--- Text block ---

Three Big Impacts of Inflation on Global Supply Chains

For many business leaders today, inflation has been more of a theoretical concept than a reality. After all, it’s been 40 years since inflation has reared its ugly head, so it’s just not been part of everyone’s lived experience. But my, how much can change in a matter of months. Inflation is not only driving up the cost of everything, but it is also wreaking havoc with long-established ways that business leaders understand, plan, and forecast their product demand and supply chain resources, inventory, and cash flows. Formerly reliable ways of doing these things just won’t hold up in inflationary environments.

The question everyone needs to ask is, what will? Let’s take a closer look.

  1. Let’s start with the obvious first: rising prices are leaving consumers with less disposable income, which is shrinking demand for goods and services.

Food, rent or mortgage, and gas prices are hitting consumers hard, leaving them with less wallet share for non-essentials. This means your company needs to get even better at demand planning, forecasting, and sensing consumer behavior, which in turn drives manufacturing, transportation, inventory management, and sourcing of raw materials. You’ll need to include leading market indicators, real-time consumer trends, and other external data signals into demand forecasting to better predict forward-looking product mixes and volumes.

  1. Inflation is also driving up direct costs for materials, labor, energy, and transportation, making it more costly to manufacture, store, and ship goods.

It feels like a perfect storm on the input cost front, doesn’t it? Materials are scarce and pricy – and getting what’s available shipped to your manufacturing plants and warehouses is taking longer and costing more. At the same time, you’ve got the Great Resignation underway, driving up labor costs.

--- Supplied data ---
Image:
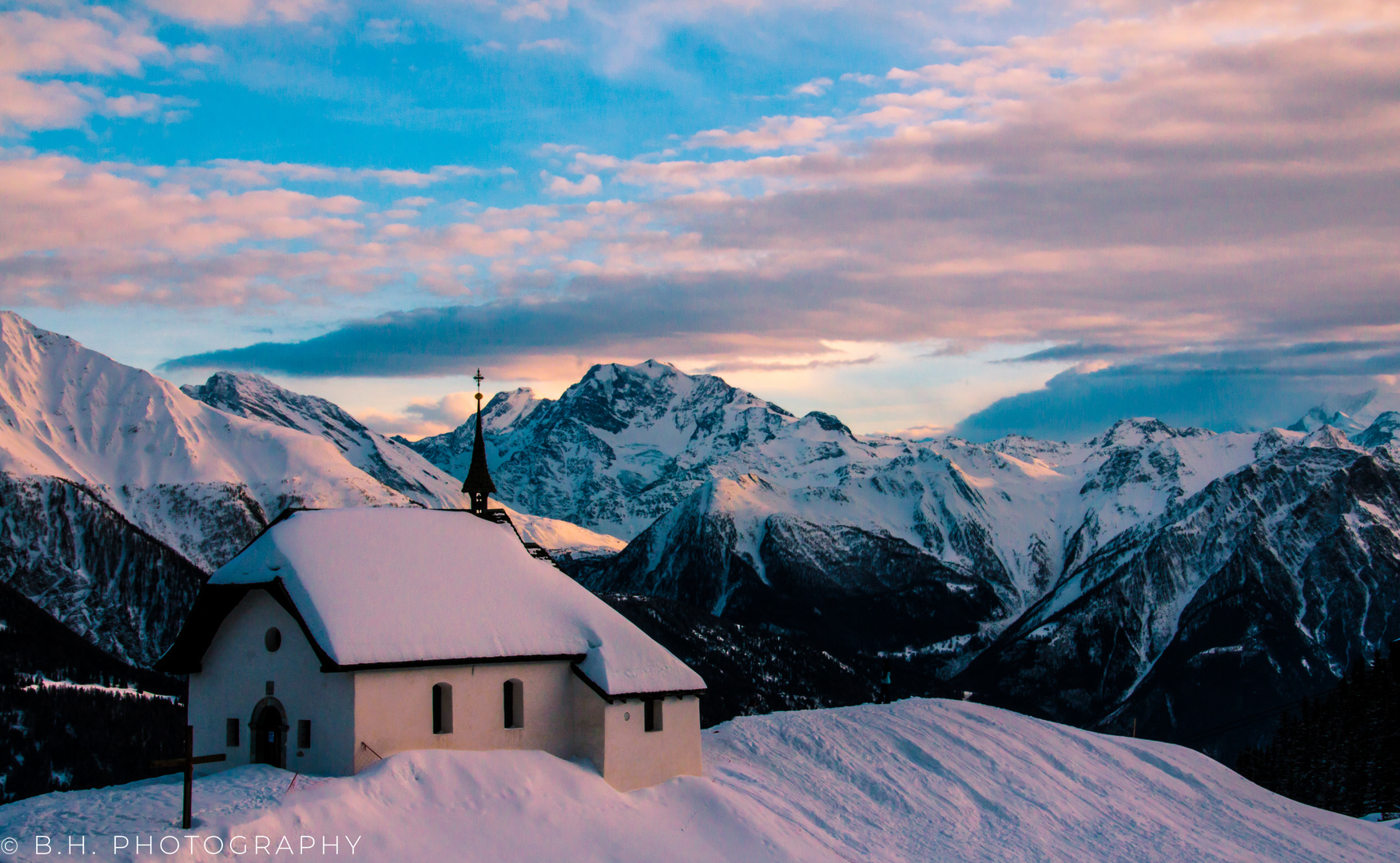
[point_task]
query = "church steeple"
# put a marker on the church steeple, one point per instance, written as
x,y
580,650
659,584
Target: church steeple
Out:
x,y
478,478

--- Requirements ---
(1) Say whether each statement below agrees with the article on inflation and supply chains, giving yes or no and quoting the deciding words of the article. (a) The article says it has been 40 years since inflation last appeared. (b) The article describes materials as plentiful but expensive. (c) The article says rising prices are increasing demand for goods and services.
(2) Reproduce the part of the article on inflation and supply chains from "Food, rent or" to "and ship goods." without any changes.

--- Solutions below ---
(1)
(a) Yes: "it’s been 40 years since inflation has reared its ugly head"
(b) No: "Materials are scarce and pricy"
(c) No: "which is shrinking demand for goods and services"

(2)
Food, rent or mortgage, and gas prices are hitting consumers hard, leaving them with less wallet share for non-essentials. This means your company needs to get even better at demand planning, forecasting, and sensing consumer behavior, which in turn drives manufacturing, transportation, inventory management, and sourcing of raw materials. You’ll need to include leading market indicators, real-time consumer trends, and other external data signals into demand forecasting to better predict forward-looking product mixes and volumes.

  1. Inflation is also driving up direct costs for materials, labor, energy, and transportation, making it more costly to manufacture, store, and ship goods.